Exercise brief
Omit the images, then print each record below exactly as it reads.
-- start --
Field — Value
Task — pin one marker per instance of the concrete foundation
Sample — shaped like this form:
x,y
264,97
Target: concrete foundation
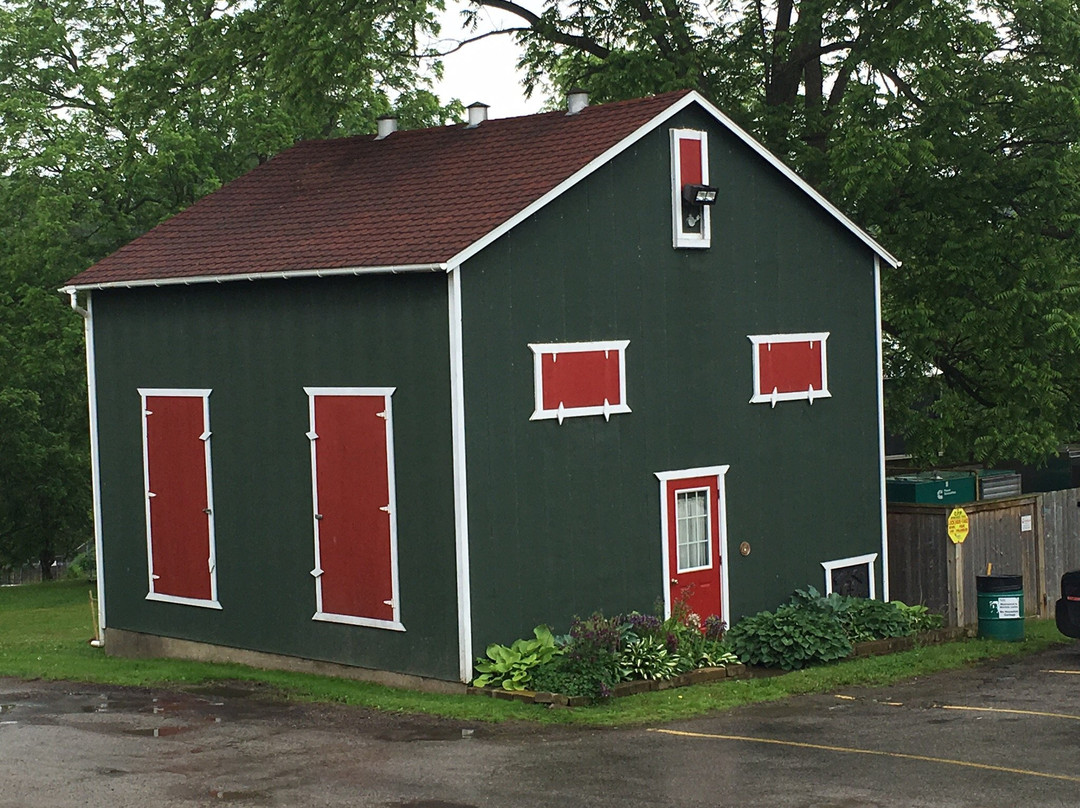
x,y
133,644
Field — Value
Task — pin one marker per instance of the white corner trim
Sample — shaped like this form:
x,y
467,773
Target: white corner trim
x,y
703,471
212,604
771,396
95,453
680,238
854,561
559,413
460,476
881,455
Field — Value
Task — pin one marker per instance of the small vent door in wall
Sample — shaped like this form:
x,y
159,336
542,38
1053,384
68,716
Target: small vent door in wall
x,y
179,497
353,497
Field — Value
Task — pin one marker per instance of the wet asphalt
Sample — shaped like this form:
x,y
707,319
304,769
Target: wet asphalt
x,y
1004,734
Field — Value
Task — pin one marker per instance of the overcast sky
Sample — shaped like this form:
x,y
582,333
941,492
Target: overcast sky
x,y
484,70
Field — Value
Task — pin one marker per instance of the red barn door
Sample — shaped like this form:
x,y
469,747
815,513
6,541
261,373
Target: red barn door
x,y
353,496
179,498
692,515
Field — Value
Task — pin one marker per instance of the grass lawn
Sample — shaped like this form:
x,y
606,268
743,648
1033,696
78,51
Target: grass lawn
x,y
44,632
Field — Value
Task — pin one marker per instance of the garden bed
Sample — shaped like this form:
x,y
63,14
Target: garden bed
x,y
703,675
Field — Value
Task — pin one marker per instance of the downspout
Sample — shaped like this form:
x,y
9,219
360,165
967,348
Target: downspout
x,y
881,462
460,475
88,321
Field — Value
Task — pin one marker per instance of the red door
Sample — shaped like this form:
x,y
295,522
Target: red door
x,y
693,543
354,562
179,517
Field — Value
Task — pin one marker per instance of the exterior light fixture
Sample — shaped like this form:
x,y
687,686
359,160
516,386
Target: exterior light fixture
x,y
700,194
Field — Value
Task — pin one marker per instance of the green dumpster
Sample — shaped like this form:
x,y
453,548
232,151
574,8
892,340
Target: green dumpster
x,y
1000,606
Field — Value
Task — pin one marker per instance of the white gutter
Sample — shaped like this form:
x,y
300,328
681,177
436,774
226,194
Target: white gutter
x,y
88,319
261,277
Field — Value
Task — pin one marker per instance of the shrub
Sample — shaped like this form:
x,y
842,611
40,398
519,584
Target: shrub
x,y
792,637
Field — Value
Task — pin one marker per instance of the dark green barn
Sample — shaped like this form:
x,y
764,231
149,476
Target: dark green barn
x,y
388,399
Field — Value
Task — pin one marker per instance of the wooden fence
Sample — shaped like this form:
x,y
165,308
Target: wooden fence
x,y
1035,536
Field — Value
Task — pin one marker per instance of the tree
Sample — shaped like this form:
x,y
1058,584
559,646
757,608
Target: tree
x,y
116,115
947,129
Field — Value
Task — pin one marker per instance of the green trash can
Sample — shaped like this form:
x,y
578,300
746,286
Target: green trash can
x,y
1000,606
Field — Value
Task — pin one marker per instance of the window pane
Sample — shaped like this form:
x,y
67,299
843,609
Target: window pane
x,y
691,526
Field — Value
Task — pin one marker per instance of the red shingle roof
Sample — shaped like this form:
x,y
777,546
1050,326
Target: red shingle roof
x,y
414,198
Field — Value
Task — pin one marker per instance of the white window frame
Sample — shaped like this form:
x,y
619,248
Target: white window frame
x,y
854,561
680,237
709,529
721,514
773,396
146,392
559,413
316,573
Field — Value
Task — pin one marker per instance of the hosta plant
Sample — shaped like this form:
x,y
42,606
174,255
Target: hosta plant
x,y
512,665
648,659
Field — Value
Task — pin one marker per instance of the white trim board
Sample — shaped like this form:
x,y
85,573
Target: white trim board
x,y
95,456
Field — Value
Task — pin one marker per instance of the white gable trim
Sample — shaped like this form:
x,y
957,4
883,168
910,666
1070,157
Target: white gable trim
x,y
259,277
691,97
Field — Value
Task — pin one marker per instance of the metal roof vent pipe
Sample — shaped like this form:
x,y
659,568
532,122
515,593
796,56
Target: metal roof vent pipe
x,y
477,113
576,101
387,124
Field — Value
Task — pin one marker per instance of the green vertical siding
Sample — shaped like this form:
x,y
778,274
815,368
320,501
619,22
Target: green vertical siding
x,y
257,346
564,519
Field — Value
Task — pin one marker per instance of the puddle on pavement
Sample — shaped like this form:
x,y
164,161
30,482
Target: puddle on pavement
x,y
239,794
158,731
406,736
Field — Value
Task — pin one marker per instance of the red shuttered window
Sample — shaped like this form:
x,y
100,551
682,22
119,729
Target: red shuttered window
x,y
179,497
355,526
575,379
690,223
790,367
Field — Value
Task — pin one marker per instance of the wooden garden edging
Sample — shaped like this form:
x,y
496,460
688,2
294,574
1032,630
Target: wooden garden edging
x,y
734,671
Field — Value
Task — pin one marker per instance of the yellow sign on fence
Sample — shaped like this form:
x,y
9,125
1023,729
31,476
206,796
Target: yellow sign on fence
x,y
958,525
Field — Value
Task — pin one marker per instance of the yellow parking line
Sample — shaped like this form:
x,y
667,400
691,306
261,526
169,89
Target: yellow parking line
x,y
1003,710
853,751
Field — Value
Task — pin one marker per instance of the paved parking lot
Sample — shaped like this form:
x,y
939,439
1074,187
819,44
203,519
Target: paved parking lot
x,y
1006,734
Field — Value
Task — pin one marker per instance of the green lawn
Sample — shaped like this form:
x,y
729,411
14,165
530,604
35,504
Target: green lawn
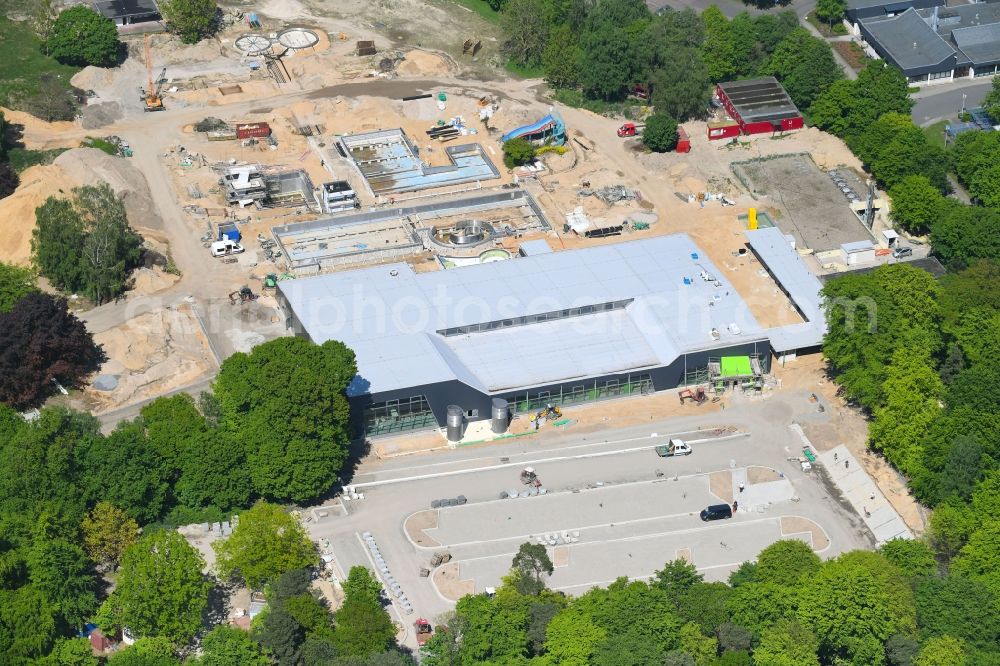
x,y
22,158
22,62
480,7
935,133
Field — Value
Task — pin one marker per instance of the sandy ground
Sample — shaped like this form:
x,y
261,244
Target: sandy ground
x,y
847,426
80,166
721,485
151,354
797,525
416,525
447,581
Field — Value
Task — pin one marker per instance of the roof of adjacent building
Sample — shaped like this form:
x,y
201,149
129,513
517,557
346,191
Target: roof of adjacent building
x,y
526,322
120,8
803,288
759,99
908,40
979,43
-- end --
Correct response
Field — Value
Task — pin one marker per instance of the concrete foundation
Sample — shaped like this form:
x,y
264,97
Target: concrete foundation
x,y
133,644
Field — Value
Task — pin one marker per instance of the white corner trim
Sample — shaped like this form:
x,y
467,773
Target: white corner trim
x,y
703,471
212,604
771,396
95,453
680,238
854,561
559,413
460,476
881,455
Field — Value
Task — pin one marker per instance of the small vent door in wall
Sample — shaped like this form:
x,y
159,336
542,38
1053,384
68,716
Target: small vent door in wall
x,y
179,497
353,497
Field — Value
Task — pin one marker per instance of the wet asphalt
Sample — shaped like this form:
x,y
707,319
304,769
Target: wet asphalt
x,y
1004,734
Field — Value
Task — pin one marker per instance of the overcast sky
Sample — shaped like this form:
x,y
582,333
941,492
Target: overcast sky
x,y
484,70
Field — Value
Task — pin one marker per instance of the red barn door
Sample — shaped like this form:
x,y
469,747
815,513
6,541
261,373
Target: red barn door
x,y
353,496
179,498
692,515
Field — Value
Task — pin one marker per instance of the grass lawn
Sample — shaped like this form:
x,y
606,268
743,648
1033,696
78,51
Target: grass lawn
x,y
44,632
Field — Value
Task — pin one marker per instance of the garden bed
Sample — shaped like this form:
x,y
63,14
Target: garden bed
x,y
703,675
Field — Value
Task — pin one marker per instance of the downspout
Sample — shaped like this form:
x,y
9,219
360,165
967,348
Target: downspout
x,y
881,462
460,475
88,321
Field — Value
Task — pin one marker per instance of the red door
Sample — shaped like this form:
x,y
295,522
Target: red door
x,y
693,543
354,562
179,517
Field — Value
Task — pin one marker per instance of the exterior light fixture
Sample — shaped like this form:
x,y
687,686
359,160
516,386
Target: exterior light fixture
x,y
700,194
Field — Value
Task — pin one marker per instance of the green dumpster
Sample — shaped like this form:
x,y
453,548
232,151
574,8
892,340
Target: green dumpster
x,y
1000,606
Field — Value
Task — pin one marker per instance of the white gutter
Sample — shaped like this form:
x,y
300,328
681,177
436,774
226,194
Target: white gutter
x,y
88,319
261,277
Field — Value
Task — pin one marker per instance of the shrub
Sample — shaped like this form:
x,y
842,611
40,398
519,584
Target: shrub
x,y
792,637
Field — Value
Task — pin one marker per instance of the dark green barn
Sample — shaped like this form:
x,y
764,231
149,476
Target: dark green barn
x,y
388,399
Field — Value
Task — pin one marker per instance of the wooden fence
Sample — shaped like this form:
x,y
165,308
Target: wooden fence
x,y
1035,536
Field — Value
Task — pin one marker per instance of the tree
Sample — shaped like this form:
x,y
1058,584
559,646
757,608
Target: tree
x,y
116,115
947,129
Field — Value
Task — pin one marker per instance of the green trash can
Sample — shaped like this form:
x,y
578,300
746,286
Target: green trash can
x,y
1000,606
Field — Value
Task — pin one marker per instance of the window pane
Sample — shaped like this form:
x,y
67,299
843,609
Target: window pane
x,y
691,526
Field — Value
Task — pin one marker per instance of the red shingle roof
Sample — shaped like this form:
x,y
777,546
1050,326
Target: red shingle roof
x,y
414,198
Field — Value
Task — pin one marker per instance of the white window frame
Sample — shaped like this form:
x,y
619,248
Target: white window frame
x,y
854,561
680,237
709,529
721,514
773,396
146,392
559,413
316,573
Field — Value
Task — pin one marker per instance of the hosta plant
Sample — shaped like this form:
x,y
42,606
174,255
Target: hosta plant
x,y
512,665
648,659
Field — Value
Task — pin one marker per instance of the white trim board
Sample — shaped like this form:
x,y
85,573
Target: white trim board
x,y
95,456
Field — Value
Task — pin one marker per instance of the white gable trim
Sample — shaped like this form:
x,y
957,4
883,168
910,666
1070,157
Target: white gable trim
x,y
259,277
691,97
Field — Value
Task — pin one marker per instance of the metal roof vent pipe
Sample — shaped like this form:
x,y
659,568
532,122
515,593
796,56
Target: metal roof vent pipe
x,y
477,113
576,101
387,124
Field — Value
Task — pin one marker per instance of the green vertical siding
Sample — shaped like this form:
x,y
778,274
815,368
320,501
619,22
Target: green vertical siding
x,y
257,346
564,519
Field — Value
Task — pin one marker per instance of the puddle on pavement
Sample — shaped like this form:
x,y
164,161
30,482
Target: puddle on pavement
x,y
239,794
158,731
406,736
Field — Value
Task — pin one marker per instance of the red shuttered window
Sample — shaped like this form:
x,y
100,551
682,22
119,729
Target: red shuttered window
x,y
179,497
355,526
575,379
690,223
790,367
Field — Value
Task — pin one marker per instance of the wooden garden edging
Sample — shaped like this form:
x,y
496,460
688,2
294,574
1032,630
Target: wooden garden edging
x,y
734,671
Field — Value
Task — pin one marker per instance of the yellow sign on fence
Sample — shaped like this form:
x,y
9,125
1023,729
31,476
206,796
Target: yellow sign on fence
x,y
958,525
Field — Value
Task — pin one marker per instance of the yellow parking line
Sample — shaped like this form:
x,y
667,400
691,306
261,526
169,89
Target: yellow parking line
x,y
1003,710
853,751
Field — Value
Task — pin one marker per instance of the paved parking lot
Sample — shaped like this form:
x,y
939,439
1074,187
819,44
203,519
Target: paved parking lot
x,y
1006,734
Field — Value
Task — pin one marker per instance of the green lawn
Sample — shaped like this form:
x,y
729,411
14,165
530,604
35,504
Target: green lawn
x,y
22,158
22,62
480,7
935,133
Field — Value
Task — pin one marker per instance of the sandy ground
Sample — shaped like this form:
x,y
261,244
Target: sandy ground
x,y
847,426
80,166
721,485
151,354
797,525
416,525
447,581
Field — Value
Task — pin one marker per instance of the roof of adjacent building
Sample — shaped like this form:
x,y
201,149
129,513
517,557
346,191
Target: roof of adjacent building
x,y
526,322
120,8
803,288
759,99
908,40
979,43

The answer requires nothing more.